> Problem statement: What is needed is an exact reproduction of the lines from the one that contains "Tag the lakeside" through the end of the data, both included and nothing else, with pictures omitted.

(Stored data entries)

########################################

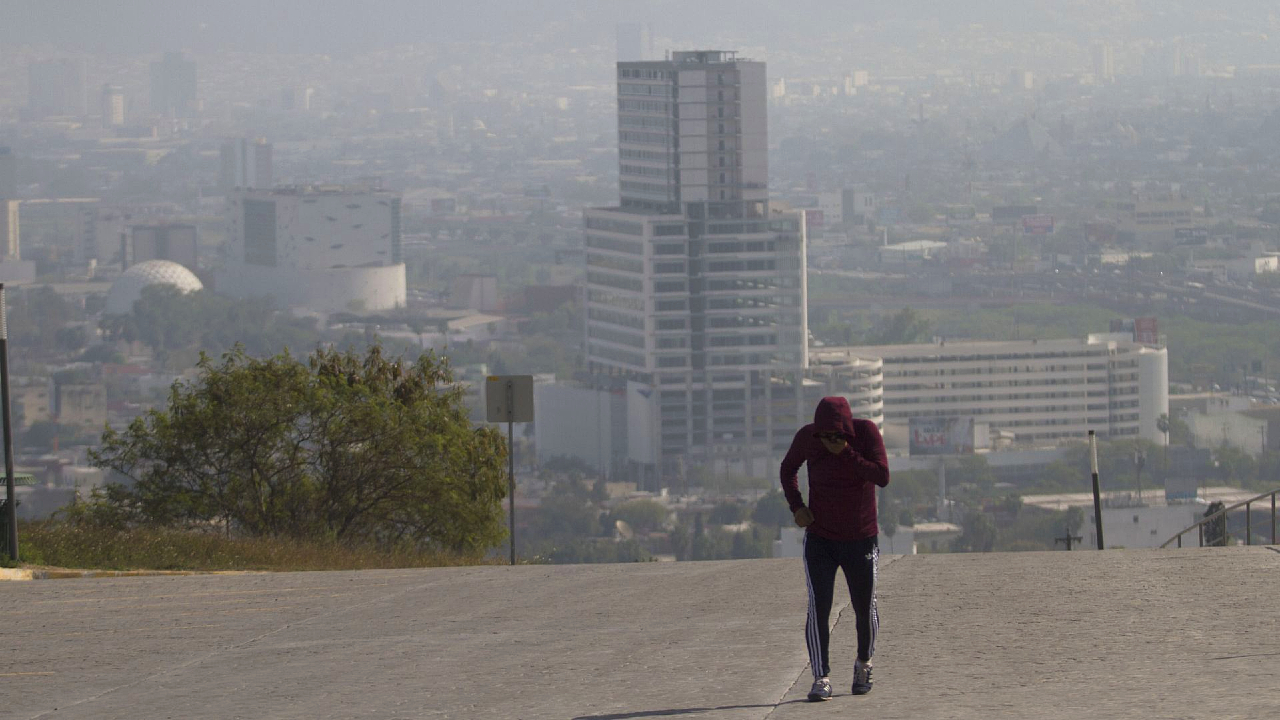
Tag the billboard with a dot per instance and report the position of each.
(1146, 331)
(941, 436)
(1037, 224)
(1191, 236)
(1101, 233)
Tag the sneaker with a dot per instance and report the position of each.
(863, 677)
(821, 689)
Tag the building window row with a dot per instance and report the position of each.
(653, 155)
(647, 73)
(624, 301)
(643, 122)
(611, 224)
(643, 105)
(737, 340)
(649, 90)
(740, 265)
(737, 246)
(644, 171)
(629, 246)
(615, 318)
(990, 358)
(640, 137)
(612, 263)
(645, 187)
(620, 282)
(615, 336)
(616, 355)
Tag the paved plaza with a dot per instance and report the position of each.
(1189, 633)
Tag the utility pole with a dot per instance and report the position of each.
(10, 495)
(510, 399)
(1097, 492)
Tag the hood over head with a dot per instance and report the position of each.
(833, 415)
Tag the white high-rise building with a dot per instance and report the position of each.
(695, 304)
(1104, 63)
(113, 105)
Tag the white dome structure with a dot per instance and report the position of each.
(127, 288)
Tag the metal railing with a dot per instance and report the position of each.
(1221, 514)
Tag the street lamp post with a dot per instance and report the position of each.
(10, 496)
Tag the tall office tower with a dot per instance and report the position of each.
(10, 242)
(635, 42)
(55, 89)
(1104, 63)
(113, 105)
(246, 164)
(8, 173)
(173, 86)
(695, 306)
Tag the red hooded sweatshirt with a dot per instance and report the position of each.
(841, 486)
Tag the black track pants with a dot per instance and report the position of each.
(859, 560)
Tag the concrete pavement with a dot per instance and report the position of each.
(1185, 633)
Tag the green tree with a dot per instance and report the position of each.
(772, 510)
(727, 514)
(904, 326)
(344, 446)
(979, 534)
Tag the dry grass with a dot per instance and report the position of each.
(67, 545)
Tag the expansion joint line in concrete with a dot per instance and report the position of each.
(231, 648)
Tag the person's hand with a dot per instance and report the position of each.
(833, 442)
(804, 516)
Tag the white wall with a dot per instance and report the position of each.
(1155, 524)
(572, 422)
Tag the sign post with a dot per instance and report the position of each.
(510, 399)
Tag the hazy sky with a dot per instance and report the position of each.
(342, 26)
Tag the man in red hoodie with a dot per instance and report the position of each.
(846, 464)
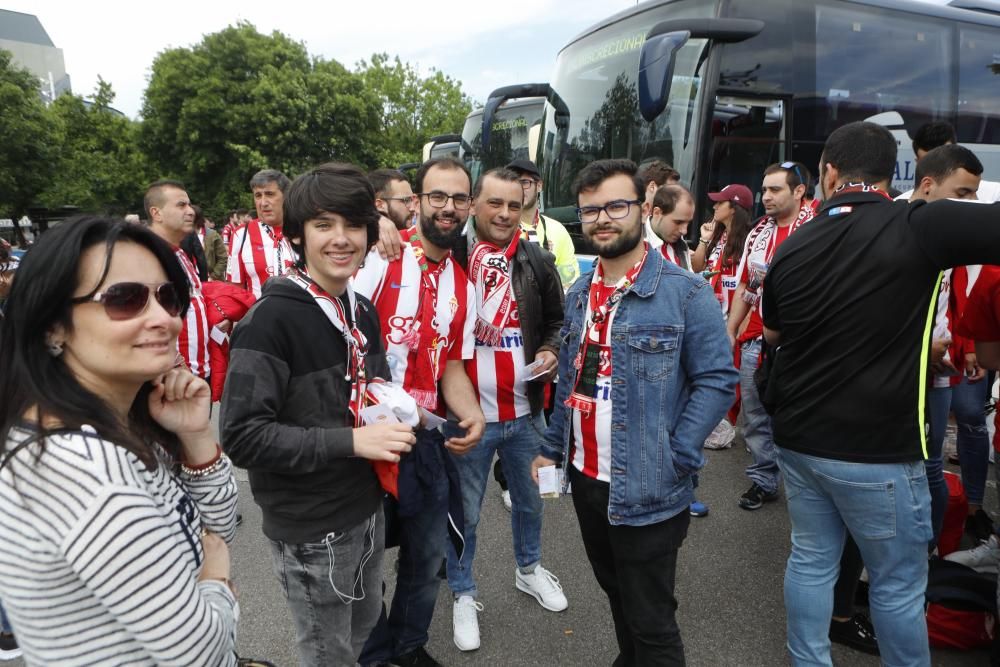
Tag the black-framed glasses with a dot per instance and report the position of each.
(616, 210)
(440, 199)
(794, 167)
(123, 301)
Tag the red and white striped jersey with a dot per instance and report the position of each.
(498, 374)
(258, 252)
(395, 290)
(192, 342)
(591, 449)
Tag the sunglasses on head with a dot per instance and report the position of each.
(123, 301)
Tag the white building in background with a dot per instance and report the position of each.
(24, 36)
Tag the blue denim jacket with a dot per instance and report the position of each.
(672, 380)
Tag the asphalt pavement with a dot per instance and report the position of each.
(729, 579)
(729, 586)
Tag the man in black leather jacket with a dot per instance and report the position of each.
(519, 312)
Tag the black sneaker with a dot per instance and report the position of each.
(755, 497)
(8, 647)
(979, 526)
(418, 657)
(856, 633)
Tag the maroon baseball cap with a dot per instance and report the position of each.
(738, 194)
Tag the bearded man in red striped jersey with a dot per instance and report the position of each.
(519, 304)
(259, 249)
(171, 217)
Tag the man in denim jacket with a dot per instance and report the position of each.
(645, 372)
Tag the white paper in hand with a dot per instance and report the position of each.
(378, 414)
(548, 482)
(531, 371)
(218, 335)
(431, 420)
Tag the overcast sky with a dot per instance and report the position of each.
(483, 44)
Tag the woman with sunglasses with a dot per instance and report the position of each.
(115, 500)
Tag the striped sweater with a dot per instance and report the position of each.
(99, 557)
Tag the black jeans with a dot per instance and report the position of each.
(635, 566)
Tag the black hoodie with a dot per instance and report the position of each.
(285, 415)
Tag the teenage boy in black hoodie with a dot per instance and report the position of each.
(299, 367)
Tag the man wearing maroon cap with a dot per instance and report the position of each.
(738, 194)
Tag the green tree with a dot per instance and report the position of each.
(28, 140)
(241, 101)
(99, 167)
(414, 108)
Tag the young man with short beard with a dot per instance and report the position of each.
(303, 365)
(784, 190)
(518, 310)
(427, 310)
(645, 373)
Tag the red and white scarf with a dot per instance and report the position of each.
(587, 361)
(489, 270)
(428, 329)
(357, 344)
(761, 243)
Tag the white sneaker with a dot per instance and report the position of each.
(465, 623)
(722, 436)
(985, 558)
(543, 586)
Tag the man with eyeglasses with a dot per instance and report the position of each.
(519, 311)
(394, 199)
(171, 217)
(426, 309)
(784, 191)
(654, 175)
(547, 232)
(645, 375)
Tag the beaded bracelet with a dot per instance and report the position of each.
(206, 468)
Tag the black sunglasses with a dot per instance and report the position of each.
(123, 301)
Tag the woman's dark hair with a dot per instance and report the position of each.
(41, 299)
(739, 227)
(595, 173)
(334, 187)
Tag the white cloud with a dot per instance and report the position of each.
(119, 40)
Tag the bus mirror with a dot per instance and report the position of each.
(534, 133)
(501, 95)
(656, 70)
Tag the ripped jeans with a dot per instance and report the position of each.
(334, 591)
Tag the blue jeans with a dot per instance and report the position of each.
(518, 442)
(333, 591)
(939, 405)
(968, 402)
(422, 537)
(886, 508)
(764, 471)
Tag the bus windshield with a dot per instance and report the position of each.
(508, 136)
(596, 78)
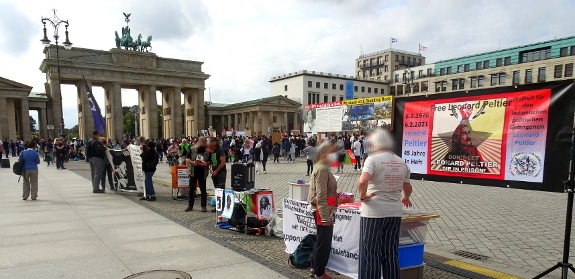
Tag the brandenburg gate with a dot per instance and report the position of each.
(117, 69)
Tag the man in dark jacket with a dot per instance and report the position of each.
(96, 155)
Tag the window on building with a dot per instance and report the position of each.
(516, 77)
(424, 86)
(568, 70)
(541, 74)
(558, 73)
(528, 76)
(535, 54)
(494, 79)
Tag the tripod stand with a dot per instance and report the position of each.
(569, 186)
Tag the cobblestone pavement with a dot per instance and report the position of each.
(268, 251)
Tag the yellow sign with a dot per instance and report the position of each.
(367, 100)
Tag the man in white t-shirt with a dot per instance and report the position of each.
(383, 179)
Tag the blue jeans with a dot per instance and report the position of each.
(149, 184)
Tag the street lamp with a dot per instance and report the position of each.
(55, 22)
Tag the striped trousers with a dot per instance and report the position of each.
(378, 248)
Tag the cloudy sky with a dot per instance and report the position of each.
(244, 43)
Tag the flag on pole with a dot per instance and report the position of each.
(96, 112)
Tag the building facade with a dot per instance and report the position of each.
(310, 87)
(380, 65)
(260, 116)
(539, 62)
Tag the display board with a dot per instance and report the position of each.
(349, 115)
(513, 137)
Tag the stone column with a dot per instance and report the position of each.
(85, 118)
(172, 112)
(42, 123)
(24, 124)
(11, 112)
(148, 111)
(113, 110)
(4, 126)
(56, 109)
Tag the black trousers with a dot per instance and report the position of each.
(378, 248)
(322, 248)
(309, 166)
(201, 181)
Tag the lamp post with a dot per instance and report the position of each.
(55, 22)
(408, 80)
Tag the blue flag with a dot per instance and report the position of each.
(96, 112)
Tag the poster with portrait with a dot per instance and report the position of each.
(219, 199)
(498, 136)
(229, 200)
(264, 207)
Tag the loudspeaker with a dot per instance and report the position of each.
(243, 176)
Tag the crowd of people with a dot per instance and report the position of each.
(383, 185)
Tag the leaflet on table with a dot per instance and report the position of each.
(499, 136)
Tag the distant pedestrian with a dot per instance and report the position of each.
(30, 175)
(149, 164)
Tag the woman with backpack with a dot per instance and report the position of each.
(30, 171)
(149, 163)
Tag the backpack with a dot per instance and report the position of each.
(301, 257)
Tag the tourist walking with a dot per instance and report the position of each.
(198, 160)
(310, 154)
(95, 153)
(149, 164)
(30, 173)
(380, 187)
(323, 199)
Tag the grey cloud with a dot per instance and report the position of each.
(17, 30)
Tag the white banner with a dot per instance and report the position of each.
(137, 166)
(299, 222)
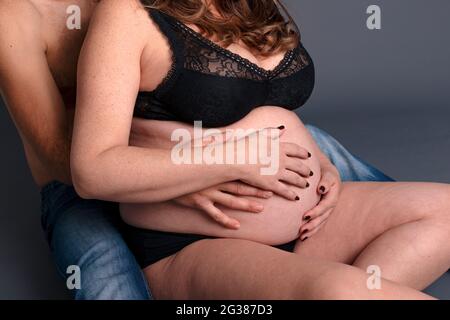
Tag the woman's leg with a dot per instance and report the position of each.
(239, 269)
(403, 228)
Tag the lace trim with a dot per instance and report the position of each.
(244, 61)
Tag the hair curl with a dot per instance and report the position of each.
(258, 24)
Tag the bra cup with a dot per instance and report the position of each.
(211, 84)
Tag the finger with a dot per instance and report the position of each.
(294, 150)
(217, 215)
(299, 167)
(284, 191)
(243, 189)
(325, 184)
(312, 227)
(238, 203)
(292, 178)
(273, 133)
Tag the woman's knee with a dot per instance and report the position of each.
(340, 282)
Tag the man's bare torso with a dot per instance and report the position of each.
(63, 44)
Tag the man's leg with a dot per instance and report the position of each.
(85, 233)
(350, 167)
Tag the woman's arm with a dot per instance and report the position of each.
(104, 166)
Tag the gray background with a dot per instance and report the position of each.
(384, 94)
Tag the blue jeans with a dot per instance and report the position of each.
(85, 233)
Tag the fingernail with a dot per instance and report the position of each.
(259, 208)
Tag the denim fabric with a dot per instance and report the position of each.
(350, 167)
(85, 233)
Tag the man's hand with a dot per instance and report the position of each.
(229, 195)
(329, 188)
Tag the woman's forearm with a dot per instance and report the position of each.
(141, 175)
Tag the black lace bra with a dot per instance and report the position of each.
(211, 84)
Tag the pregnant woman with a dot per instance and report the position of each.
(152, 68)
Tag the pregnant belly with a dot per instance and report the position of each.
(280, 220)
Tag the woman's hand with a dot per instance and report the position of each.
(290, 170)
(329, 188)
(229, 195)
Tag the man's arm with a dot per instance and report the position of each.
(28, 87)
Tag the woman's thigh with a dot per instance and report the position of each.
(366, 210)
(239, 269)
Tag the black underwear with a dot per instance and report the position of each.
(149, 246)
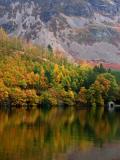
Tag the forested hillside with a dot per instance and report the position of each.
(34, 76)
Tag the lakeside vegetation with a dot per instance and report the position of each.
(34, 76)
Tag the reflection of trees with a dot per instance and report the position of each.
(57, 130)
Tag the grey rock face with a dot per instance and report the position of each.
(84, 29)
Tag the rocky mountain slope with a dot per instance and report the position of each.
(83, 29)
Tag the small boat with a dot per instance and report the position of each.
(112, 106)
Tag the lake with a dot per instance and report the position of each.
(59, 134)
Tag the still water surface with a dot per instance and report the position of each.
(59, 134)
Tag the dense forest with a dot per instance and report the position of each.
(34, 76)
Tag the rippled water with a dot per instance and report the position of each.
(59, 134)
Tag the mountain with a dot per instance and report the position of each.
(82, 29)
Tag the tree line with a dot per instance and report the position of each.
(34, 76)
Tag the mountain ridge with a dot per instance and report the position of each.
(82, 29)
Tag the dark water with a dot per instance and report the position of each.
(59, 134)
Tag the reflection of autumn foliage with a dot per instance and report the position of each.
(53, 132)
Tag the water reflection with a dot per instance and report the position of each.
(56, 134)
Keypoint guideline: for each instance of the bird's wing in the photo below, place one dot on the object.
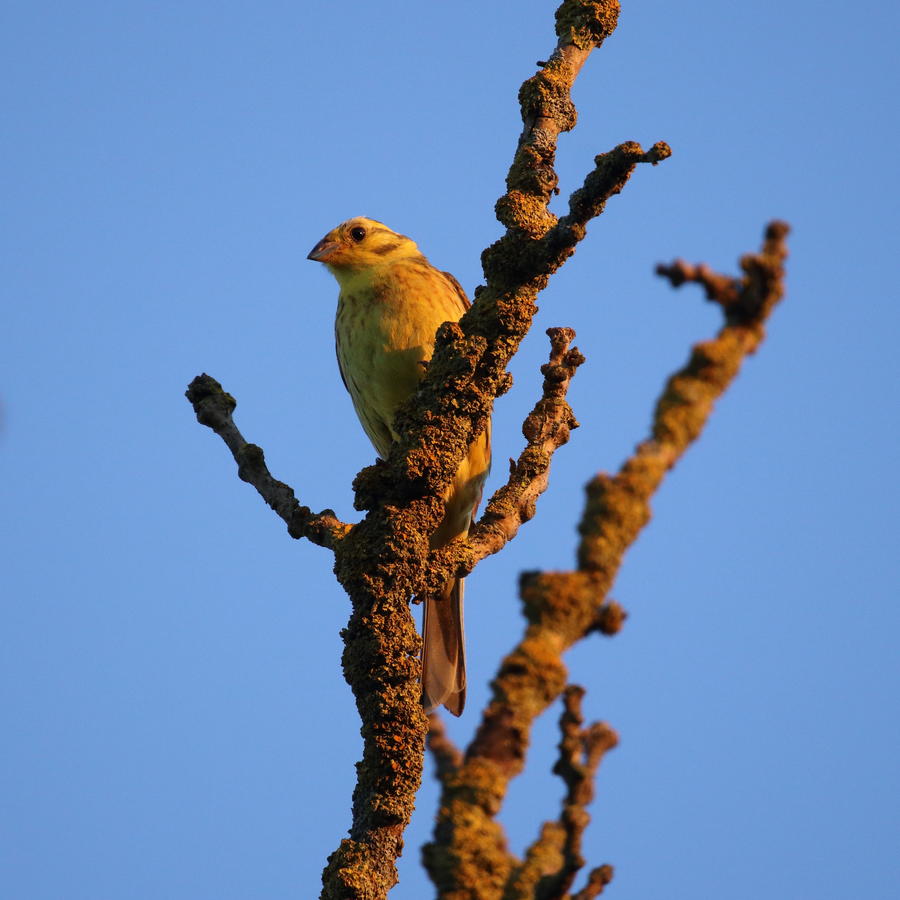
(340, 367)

########################################

> Completed task:
Tag the lakeside vegetation with a dot per instance and report the position of each.
(34, 76)
Tag the reflection of trees with a dot per instance and report the position of each.
(57, 130)
Tag the grey rock face with a dot per instance and report the position of each.
(84, 29)
Tag the rocky mountain slope with a dot per instance and report the position of each.
(83, 29)
Tag the small boat with a dot per instance and report the position of each.
(112, 106)
Tag the lake with a dot per instance and report the position of each.
(59, 134)
Tag the still water surface with a dot per instance and report the position of each.
(59, 134)
Tag the dense forest with a dot per instance and report the position of each.
(34, 76)
Tag the rippled water with a dot per instance and report the position of each.
(59, 134)
Tag the mountain with a dot per instance and report the position of each.
(82, 29)
Tag the tree line with a dot per instance and report the position of each.
(34, 76)
Tag the mountain ridge with a dot per instance and report the position of each.
(82, 29)
Tag the dark water with a dot per instance and report the position of each.
(59, 134)
Tag the reflection of autumn foliage with a dot per instance and report the position of each.
(53, 132)
Tag the water reflection with a dot per instance and report the position of each.
(56, 134)
Keypoint guideline: for each instance of the bird's wing in the photo below, place one dot on the object.
(340, 367)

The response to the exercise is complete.